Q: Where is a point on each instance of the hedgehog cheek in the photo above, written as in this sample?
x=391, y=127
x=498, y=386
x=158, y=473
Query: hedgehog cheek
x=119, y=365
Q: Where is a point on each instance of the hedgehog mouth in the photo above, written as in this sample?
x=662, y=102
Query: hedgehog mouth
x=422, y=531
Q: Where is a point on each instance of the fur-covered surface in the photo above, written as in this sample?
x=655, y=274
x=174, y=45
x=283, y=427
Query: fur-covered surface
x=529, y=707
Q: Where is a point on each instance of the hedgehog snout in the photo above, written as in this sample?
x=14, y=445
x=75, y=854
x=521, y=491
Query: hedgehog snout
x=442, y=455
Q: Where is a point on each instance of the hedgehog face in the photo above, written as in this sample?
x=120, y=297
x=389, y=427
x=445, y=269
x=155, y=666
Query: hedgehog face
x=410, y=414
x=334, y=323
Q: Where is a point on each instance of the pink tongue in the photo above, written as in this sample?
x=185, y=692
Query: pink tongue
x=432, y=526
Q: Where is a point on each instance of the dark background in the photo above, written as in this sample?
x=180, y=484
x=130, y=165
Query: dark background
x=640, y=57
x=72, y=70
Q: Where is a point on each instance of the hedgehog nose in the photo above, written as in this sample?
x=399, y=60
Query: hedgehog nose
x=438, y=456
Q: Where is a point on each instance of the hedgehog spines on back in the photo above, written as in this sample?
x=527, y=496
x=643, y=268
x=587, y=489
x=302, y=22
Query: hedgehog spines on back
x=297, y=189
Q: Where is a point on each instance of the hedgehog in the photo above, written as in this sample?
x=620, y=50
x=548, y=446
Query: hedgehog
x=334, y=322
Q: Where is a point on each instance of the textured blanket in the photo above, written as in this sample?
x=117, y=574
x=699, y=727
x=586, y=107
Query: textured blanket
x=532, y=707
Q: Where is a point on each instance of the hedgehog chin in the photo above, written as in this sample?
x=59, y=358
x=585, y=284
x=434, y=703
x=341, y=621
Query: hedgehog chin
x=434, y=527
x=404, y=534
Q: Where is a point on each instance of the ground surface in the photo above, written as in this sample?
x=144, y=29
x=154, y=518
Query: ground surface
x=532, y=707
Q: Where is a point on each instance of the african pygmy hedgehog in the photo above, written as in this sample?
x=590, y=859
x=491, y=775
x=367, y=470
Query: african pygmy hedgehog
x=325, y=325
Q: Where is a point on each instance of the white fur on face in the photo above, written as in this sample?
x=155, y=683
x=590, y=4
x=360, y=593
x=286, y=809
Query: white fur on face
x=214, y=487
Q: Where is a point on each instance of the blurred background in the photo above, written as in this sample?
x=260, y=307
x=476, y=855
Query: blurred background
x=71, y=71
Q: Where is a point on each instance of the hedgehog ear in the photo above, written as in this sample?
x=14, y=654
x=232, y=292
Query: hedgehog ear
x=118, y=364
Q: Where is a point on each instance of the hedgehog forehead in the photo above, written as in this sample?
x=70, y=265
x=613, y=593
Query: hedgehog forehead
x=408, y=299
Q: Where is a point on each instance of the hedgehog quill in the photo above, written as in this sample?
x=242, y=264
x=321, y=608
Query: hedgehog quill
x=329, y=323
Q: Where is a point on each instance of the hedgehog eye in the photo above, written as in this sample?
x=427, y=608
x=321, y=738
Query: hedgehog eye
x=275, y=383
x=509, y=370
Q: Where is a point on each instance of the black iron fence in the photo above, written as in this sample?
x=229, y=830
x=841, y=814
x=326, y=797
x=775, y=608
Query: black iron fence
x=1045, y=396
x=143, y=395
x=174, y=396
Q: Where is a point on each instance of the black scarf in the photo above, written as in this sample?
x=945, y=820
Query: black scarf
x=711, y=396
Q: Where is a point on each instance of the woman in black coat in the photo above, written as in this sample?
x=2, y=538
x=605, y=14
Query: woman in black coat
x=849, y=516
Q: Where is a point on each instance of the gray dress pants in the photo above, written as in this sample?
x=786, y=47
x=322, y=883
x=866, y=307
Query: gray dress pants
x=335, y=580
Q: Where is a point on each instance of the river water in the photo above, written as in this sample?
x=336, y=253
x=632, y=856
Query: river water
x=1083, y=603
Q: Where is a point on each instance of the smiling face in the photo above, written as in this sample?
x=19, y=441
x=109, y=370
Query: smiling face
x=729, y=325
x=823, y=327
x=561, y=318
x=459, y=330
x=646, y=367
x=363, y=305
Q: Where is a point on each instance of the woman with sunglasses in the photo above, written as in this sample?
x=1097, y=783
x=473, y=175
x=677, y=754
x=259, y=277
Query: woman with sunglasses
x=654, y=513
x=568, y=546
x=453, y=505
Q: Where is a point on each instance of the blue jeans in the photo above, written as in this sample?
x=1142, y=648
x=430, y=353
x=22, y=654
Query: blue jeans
- - - - -
### Goal
Substitute "lake water" for every "river water" in the stretch from the line that contains "Q: Where is a point on each instance of the gray" through the end of the records. Reproduce only those lines with everything else left unchanged.

### Written response
Q: Where is a point on each instance of the gray dress pants in the photo above, written as in this sample?
x=786, y=47
x=322, y=883
x=866, y=307
Query: gray dress pants
x=335, y=580
Q: Where is a point on each instance of the lake water in the photo above, written as in this sample?
x=336, y=253
x=632, y=856
Query: lake water
x=1083, y=603
Q: Where is a point on each instance of the smiling face in the photo above, written as in this sample?
x=19, y=441
x=109, y=370
Query: smiling face
x=729, y=325
x=823, y=327
x=561, y=318
x=459, y=330
x=646, y=367
x=363, y=305
Q: Where is a point on each instance of the woman with sunglasses in the photo above, written as in this sample?
x=1097, y=783
x=473, y=175
x=677, y=754
x=259, y=277
Query: woman with sunglasses
x=654, y=513
x=568, y=546
x=453, y=505
Q: Where is a point on each instance of the blue jeans in the photo above, written as in this sample?
x=1142, y=648
x=430, y=353
x=22, y=654
Query: blue jeans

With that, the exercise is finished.